TWOJE ZADANIE A
Przepisz słowo w słowo kawałek tekstu o help desku, zaczynając od „- (Ja)Panie Robercie”, a kończąc na „sprawdza się wyśmienicie.”.

CYTOWANY FRAGMENT
------------------------

Help desk
Ja
- (Ja)Pani Joasiu pole wciąż jest nieaktywne, nie działa, nie mogę ruszyć dalej.
- (Hp) Proszę podejść do Pana Roberta, on powinien pomóc.
- (Ja)Panie Robercie pole wciąż jest nieaktywne, nie działa, nie mogę ruszyć dalej.
-(Hp)Proszę podejść do Pani Joasi.
<loop mode on>
Bo czym w istocie jest pomocna deska?
Pomocna deska w istocie jest pomocną deską.
Tylko tyle.
Tym właśnie jest, w istocie swojej istoty istotnie deska owa pomocna.
Niezrażony kontynuuję ruch w pętli, wiedząc że robię to dla dobra sprawy.
Zresztą jest poniedziałek, więc idea pętli sprawdza się wyśmienicie.
http://www.top500.org/system/178764
I pomyśleć że za mojego skromnego żywota kupowali od nas telewizory czarno-białe.
jak walczysz to muzyka znika
znika dosłownie wszystko
twoja koncentracja skupiona jest na kilku kilogramach metalu, który tańczy przed tobą i chce pokonać
najlepszy jest strach
paniczny strach znika, gdy pierwszy oręż uderza o umbo tarczy a w jego miejsce całe ciało wypełnia dziwna potrzeba zakończenia tego wszystkiego
https://www.youtube.com/watch?v=AmcC9aJkBlw
Moja koncentracja skupiona jest na tym, żeby nie pierdolnąć tym wszystkim w cholerę.
Nadejszła pora najwyższa aby udać się na wewieś.
Na tym się koncentruję, ba! na tym się skupiam.
Jakiś czas może mnie nie być, chyba że wezmne laptopa.

------------------------

WYCIĄGNIĘTE DANE
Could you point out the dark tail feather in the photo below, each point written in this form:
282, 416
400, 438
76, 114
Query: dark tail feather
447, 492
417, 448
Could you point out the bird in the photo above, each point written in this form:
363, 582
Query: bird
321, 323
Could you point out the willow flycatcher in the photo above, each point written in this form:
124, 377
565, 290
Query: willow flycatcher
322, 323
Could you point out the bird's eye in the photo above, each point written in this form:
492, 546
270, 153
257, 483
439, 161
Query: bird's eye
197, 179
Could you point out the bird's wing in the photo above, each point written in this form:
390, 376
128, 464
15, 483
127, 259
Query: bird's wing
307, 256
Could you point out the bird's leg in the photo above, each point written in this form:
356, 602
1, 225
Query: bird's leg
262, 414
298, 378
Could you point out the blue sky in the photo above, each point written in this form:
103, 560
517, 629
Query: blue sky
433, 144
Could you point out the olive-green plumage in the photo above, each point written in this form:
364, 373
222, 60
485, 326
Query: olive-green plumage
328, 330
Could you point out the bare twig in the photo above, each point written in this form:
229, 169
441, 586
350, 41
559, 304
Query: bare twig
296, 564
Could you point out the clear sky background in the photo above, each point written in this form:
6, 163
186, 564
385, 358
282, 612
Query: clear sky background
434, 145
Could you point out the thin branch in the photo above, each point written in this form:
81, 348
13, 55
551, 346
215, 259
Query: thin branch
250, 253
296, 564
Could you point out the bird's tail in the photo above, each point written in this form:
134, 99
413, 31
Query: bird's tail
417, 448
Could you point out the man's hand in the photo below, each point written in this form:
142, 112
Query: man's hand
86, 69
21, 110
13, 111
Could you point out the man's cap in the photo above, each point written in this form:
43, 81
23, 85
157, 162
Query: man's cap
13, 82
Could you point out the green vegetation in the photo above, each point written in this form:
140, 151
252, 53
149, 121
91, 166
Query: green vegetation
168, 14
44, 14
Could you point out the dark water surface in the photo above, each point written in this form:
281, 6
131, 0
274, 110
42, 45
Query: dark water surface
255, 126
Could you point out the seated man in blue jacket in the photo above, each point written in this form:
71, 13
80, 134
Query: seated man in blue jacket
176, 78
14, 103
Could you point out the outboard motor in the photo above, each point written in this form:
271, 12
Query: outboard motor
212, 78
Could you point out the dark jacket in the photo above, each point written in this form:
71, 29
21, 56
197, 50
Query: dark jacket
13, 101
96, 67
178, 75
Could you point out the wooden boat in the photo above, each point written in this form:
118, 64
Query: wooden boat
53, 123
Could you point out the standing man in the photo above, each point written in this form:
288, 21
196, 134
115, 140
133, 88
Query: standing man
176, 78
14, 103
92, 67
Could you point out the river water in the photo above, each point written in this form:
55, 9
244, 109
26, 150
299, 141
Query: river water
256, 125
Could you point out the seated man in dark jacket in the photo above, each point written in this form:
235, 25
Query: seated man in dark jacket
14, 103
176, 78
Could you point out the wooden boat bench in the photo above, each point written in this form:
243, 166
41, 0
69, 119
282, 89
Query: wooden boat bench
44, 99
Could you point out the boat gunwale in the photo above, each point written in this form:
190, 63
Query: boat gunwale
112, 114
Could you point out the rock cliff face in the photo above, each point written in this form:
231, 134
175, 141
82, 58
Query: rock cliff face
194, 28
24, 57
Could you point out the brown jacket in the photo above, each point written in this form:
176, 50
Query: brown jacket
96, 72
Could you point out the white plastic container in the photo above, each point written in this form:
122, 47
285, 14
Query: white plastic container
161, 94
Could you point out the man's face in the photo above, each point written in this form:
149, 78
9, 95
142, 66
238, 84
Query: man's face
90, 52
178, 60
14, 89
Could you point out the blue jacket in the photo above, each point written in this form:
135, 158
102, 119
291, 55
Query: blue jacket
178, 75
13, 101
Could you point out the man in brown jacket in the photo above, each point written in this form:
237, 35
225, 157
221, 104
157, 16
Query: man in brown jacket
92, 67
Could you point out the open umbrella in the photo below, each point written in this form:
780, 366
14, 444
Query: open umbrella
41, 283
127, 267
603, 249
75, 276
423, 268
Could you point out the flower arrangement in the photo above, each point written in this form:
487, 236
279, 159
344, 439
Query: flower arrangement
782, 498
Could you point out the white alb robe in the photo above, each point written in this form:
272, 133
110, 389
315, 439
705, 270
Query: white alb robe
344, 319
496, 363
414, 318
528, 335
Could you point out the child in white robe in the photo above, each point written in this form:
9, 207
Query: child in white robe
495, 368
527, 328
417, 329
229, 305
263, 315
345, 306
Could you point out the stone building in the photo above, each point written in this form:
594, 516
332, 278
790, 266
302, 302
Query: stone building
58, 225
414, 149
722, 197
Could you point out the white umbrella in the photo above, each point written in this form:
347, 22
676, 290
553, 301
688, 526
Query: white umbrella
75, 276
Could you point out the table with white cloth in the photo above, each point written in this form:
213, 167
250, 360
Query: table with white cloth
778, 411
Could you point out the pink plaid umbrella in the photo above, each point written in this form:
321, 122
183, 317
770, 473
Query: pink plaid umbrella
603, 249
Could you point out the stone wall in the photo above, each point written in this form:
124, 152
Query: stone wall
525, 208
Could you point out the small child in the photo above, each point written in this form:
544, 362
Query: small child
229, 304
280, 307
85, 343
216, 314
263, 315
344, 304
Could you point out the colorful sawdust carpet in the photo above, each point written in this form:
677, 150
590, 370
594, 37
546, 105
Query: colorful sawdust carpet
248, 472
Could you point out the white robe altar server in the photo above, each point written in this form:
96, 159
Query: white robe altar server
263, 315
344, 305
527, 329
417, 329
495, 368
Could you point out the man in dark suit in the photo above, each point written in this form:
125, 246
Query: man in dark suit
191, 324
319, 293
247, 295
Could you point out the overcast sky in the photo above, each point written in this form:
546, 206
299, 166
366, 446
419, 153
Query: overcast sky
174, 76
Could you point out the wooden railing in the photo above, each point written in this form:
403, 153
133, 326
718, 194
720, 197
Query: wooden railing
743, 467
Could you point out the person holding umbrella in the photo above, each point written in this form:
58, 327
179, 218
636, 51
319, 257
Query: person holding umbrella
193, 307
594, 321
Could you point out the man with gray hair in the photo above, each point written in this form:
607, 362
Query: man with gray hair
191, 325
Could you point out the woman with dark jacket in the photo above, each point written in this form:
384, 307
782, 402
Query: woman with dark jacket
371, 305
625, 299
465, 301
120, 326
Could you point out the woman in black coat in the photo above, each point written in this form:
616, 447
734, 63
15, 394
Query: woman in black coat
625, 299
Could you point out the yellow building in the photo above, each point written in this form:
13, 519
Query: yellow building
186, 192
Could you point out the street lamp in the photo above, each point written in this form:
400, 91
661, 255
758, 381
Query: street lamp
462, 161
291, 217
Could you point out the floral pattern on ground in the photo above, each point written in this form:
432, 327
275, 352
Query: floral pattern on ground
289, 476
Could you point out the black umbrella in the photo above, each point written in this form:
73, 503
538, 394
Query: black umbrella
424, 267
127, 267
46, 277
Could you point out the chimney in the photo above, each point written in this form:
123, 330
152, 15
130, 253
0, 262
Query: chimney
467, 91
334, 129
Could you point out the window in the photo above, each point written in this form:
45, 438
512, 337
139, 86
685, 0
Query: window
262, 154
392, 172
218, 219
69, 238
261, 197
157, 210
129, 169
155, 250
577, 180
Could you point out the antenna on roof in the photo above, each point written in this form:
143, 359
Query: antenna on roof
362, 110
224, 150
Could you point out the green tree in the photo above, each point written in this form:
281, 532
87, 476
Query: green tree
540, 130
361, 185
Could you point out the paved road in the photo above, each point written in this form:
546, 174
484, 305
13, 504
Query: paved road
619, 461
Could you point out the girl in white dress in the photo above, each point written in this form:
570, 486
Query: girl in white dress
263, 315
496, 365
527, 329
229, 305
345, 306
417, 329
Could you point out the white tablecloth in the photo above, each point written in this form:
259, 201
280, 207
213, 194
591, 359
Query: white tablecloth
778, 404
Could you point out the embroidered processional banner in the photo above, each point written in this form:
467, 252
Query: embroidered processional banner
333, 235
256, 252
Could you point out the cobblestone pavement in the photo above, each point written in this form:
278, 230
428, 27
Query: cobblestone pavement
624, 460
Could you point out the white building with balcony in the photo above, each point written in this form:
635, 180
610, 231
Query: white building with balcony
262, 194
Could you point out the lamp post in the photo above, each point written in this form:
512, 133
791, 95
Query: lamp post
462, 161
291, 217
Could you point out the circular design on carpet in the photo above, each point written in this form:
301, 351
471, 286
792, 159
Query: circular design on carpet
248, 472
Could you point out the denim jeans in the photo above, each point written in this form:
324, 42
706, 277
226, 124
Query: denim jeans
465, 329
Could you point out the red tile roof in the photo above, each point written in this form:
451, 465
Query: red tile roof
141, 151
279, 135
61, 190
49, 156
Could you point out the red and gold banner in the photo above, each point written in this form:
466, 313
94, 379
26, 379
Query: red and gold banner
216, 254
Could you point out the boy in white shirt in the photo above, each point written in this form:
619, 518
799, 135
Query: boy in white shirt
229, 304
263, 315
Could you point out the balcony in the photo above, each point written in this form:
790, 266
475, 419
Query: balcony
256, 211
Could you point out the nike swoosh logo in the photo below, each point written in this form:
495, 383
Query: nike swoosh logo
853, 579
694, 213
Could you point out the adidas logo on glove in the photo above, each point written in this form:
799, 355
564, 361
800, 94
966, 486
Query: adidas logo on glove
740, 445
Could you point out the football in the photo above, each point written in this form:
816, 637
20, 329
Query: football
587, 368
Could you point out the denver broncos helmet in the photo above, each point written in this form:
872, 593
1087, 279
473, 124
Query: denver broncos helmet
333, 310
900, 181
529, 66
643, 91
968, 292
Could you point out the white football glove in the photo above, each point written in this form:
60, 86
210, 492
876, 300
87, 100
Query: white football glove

------------------------

TWOJE ZADANIE B
Odszukaj we wpisach powyżej wszystkie wiersze ze słowem „overcast” i przepisz każdy z nich.

POPRAWNA ODPOWIEDŹ A
- (Ja)Panie Robercie pole wciąż jest nieaktywne, nie działa, nie mogę ruszyć dalej.
-(Hp)Proszę podejść do Pani Joasi.
<loop mode on>
Bo czym w istocie jest pomocna deska?
Pomocna deska w istocie jest pomocną deską.
Tylko tyle.
Tym właśnie jest, w istocie swojej istoty istotnie deska owa pomocna.
Niezrażony kontynuuję ruch w pętli, wiedząc że robię to dla dobra sprawy.
Zresztą jest poniedziałek, więc idea pętli sprawdza się wyśmienicie.

POPRAWNA ODPOWIEDŹ B
Could you point out the overcast sky in the photo above, each point written in this form:
Query: overcast sky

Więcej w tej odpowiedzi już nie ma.